**Texte à lire:**
——————

Jeune Afrique : Comparer l’indépendance de 1956 et de la révolution de 2011, n’est-il pas réducteur pour l’un comme pour l’autre de ces événements ?
Baccar Gherib : Comme je l’avoue dès le début du livre, j’ai longuement hésité avant de me lancer dans cet exercice de comparaison et de confrontation entre ces deux moments de rupture de notre histoire récente. Je redoutais les malentendus, les mauvaises lectures ou les critiques, dont la plus probable serait l’accusation de tomber dans l’anachronisme du fait d’analyses qui ne tiendraient pas compte de contextes historiques différents. C’est pour cela que mon essai débute par la défense de la légitimité et de la pertinence de ma démarche, qui essaie de répondre aux réserves avant qu’elles ne lui soient opposées.
Mais je n’ai pas du tout pensé que l’exercice serait réducteur de l’une ou de l’autre épisode de notre histoire, du moment que je les aborderais comme deux entreprises historiques de changement radical avec des tâches bien précises, où s’étaient impliquées masses et élites. Pour faire court, disons que 1956 s’est imposé, dès 2011, comme un repère, une référence, implicitement ou explicitement, dans nos discours et nos réflexions. Dès lors, je me suis dit : pourquoi ne pas s’atteler à cet exercice de comparaison avec la rigueur nécessaire ?
La séquence de 2011 est-elle terminée ? Pour pouvoir en mesurer les effets.
Non, elle ne l’est pas. La révolution a instauré une rupture et fixé des objectifs qui restent des repères que l’on ne peut ignorer. 2021, avec la dissolution de la Constitution de 2014, clôt assurément une phase historique, de la même façon que 1969 en a clos une autre après l’indépendance. C’est pour cela que je confronte les périodes 2011-2021 et 1956-1969.
Le succès de 1956 ne réside-t-il pas dans le fait que le projet avait été mûri dans le temps et que l’idée même de l’autodétermination était fédératrice ? Les dissensions apparaîtront plus tard…
Incontestablement. En 1956, le projet était fédérateur et il a été longuement mûri. Mais la révolution de 2011 était fédératrice, elle aussi ! Dans les premiers temps, elle nous a fait rêver parce que tout le monde était d’accord sur ce dont on ne voulait plus. Les dissensions sont apparues dès qu’on a abordé le sujet de ce qu’il fallait construire à la place, et dès que chaque courant idéologique s’est approprié l’événement en en faisant sa propre lecture. Toutefois, la grande différence avec 1956, c’est que la question du « que faire » après la chute de l’ancien régime, n’a pas été mûrie. Surtout, les acteurs qui ont eu à gérer l’après-14 janvier étaient étrangers à ceux de la séquence commencée le 17 décembre 2010… et le sont restés.

——————

**Extraits des entrées:**
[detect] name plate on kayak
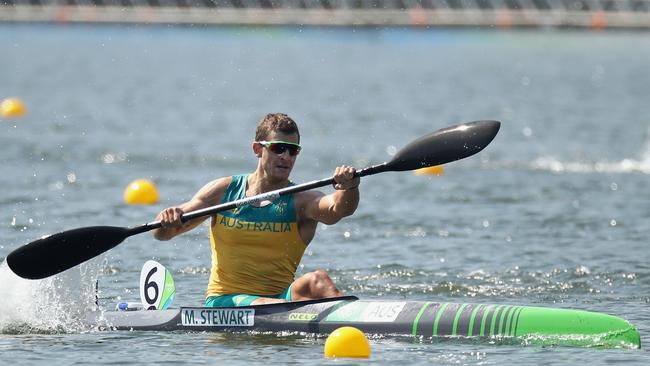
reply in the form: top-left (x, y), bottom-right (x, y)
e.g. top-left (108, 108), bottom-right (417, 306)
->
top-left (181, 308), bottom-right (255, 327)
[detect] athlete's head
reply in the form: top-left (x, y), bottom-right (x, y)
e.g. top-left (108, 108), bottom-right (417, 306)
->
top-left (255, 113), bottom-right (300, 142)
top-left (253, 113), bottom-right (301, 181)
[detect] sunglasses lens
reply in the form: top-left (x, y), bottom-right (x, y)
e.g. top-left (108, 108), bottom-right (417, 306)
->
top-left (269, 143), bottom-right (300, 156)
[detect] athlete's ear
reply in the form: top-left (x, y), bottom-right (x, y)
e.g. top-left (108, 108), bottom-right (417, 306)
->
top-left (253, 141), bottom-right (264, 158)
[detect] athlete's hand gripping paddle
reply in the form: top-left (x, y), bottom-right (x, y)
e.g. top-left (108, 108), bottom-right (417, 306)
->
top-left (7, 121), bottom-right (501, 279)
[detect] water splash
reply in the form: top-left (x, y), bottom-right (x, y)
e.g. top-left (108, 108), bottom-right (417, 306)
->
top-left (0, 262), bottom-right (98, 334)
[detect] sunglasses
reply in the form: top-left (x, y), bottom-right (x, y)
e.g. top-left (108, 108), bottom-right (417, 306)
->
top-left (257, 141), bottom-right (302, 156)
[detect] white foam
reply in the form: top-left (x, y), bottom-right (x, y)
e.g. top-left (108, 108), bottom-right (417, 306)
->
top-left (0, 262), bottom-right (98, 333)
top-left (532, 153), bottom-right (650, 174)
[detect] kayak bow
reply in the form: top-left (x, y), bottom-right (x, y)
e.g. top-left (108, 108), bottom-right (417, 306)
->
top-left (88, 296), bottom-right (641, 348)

——————

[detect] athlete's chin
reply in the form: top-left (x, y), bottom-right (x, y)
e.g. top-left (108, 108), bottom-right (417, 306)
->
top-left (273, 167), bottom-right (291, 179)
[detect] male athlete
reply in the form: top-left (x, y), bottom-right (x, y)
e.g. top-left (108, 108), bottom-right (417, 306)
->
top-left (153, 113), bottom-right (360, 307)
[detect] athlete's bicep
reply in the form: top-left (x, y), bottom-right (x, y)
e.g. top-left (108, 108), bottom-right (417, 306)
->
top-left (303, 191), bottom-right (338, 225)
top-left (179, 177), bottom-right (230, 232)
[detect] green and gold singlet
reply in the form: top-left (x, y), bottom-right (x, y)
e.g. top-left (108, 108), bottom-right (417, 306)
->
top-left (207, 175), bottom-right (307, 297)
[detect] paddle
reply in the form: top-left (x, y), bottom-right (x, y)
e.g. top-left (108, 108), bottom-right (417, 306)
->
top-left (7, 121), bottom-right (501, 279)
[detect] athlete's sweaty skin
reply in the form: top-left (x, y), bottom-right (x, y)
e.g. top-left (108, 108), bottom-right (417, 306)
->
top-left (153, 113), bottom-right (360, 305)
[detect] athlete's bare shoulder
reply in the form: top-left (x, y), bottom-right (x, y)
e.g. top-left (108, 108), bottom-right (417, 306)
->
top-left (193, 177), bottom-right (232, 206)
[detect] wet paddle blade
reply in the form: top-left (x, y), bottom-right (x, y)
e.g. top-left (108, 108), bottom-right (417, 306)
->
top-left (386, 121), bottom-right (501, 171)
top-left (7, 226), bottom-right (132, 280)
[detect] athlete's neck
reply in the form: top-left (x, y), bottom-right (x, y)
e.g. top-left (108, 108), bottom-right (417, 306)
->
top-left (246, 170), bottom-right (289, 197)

——————

**Consigne:** Recopiez le passage de l'entretien sur 1956 et 2011 qui va de « Jeune Afrique : Comparer » jusqu'à « lui soient opposées. » inclus.

**Réponse:**
Jeune Afrique : Comparer l’indépendance de 1956 et de la révolution de 2011, n’est-il pas réducteur pour l’un comme pour l’autre de ces événements ?
Baccar Gherib : Comme je l’avoue dès le début du livre, j’ai longuement hésité avant de me lancer dans cet exercice de comparaison et de confrontation entre ces deux moments de rupture de notre histoire récente. Je redoutais les malentendus, les mauvaises lectures ou les critiques, dont la plus probable serait l’accusation de tomber dans l’anachronisme du fait d’analyses qui ne tiendraient pas compte de contextes historiques différents. C’est pour cela que mon essai débute par la défense de la légitimité et de la pertinence de ma démarche, qui essaie de répondre aux réserves avant qu’elles ne lui soient opposées.